----- The data

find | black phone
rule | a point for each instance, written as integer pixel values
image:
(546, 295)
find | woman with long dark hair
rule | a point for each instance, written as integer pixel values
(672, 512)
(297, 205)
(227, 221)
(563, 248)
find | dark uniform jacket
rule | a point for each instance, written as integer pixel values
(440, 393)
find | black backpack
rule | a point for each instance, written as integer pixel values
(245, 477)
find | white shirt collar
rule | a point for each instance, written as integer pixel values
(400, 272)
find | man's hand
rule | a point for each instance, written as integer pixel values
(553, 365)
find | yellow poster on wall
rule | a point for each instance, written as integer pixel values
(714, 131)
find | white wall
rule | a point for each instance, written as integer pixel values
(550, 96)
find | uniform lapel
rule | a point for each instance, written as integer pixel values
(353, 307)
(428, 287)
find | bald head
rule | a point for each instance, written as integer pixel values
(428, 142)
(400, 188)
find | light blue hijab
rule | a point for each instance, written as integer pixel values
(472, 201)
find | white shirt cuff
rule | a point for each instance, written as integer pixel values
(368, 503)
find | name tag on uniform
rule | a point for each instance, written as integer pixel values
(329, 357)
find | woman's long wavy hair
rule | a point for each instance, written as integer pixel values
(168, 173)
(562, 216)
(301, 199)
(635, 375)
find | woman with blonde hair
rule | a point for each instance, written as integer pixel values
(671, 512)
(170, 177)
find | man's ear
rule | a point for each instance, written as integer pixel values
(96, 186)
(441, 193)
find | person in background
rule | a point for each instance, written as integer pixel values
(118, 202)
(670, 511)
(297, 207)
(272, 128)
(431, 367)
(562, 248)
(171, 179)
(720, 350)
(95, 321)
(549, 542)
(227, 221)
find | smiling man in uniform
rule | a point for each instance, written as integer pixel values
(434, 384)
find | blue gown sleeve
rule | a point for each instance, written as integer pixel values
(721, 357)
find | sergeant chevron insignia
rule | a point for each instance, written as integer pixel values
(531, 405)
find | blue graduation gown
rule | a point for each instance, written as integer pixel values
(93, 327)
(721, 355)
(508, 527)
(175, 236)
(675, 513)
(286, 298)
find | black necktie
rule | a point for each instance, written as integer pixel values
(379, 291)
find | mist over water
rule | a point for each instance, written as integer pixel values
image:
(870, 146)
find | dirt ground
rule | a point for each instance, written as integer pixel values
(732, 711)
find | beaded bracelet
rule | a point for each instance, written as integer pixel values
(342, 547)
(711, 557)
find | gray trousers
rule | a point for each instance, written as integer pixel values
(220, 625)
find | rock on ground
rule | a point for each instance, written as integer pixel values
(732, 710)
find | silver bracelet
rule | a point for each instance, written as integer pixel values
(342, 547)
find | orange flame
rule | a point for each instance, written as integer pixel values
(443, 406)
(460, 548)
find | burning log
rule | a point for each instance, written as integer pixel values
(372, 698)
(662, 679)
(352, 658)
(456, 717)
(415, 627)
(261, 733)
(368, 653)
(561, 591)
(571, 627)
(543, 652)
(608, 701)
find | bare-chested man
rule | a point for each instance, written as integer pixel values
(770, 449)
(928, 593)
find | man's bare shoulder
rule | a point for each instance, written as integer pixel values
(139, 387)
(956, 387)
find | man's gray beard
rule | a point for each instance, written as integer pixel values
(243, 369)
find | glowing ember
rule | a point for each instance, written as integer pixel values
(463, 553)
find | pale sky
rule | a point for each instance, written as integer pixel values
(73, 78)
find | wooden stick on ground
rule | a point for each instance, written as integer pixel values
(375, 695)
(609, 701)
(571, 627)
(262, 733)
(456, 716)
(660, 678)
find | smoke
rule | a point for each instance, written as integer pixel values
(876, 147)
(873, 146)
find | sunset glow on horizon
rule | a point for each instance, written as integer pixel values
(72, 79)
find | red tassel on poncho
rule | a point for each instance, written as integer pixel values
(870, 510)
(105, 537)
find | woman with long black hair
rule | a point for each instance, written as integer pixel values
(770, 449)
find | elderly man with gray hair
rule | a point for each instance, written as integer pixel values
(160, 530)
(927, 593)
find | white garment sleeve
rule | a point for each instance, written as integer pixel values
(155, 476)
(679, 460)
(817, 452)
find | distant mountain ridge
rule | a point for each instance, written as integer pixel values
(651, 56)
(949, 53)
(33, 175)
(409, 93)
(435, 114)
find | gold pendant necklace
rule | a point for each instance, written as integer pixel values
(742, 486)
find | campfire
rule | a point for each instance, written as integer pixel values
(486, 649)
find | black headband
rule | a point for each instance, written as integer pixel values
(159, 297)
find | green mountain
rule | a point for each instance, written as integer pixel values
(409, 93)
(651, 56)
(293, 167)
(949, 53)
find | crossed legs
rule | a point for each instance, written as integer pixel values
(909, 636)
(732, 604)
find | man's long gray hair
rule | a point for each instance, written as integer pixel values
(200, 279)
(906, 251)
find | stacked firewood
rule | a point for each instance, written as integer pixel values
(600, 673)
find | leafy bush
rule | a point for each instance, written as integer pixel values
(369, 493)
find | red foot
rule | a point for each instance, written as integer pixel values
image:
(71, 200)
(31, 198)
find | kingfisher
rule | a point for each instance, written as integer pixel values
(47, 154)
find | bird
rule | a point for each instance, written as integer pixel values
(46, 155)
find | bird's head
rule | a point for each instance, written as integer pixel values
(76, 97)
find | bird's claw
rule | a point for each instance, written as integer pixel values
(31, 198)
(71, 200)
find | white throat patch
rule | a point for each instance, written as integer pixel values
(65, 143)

----------

Copy the lines from the one containing "find | bird's claw" through the end of the records, substituting "talon" for "claw" and changing nothing else.

*Written solution:*
find | bird's talon
rule | a point for each instance, written as integer pixel values
(31, 198)
(71, 200)
find | white throat patch
rule | a point for each instance, written as integer pixel values
(65, 143)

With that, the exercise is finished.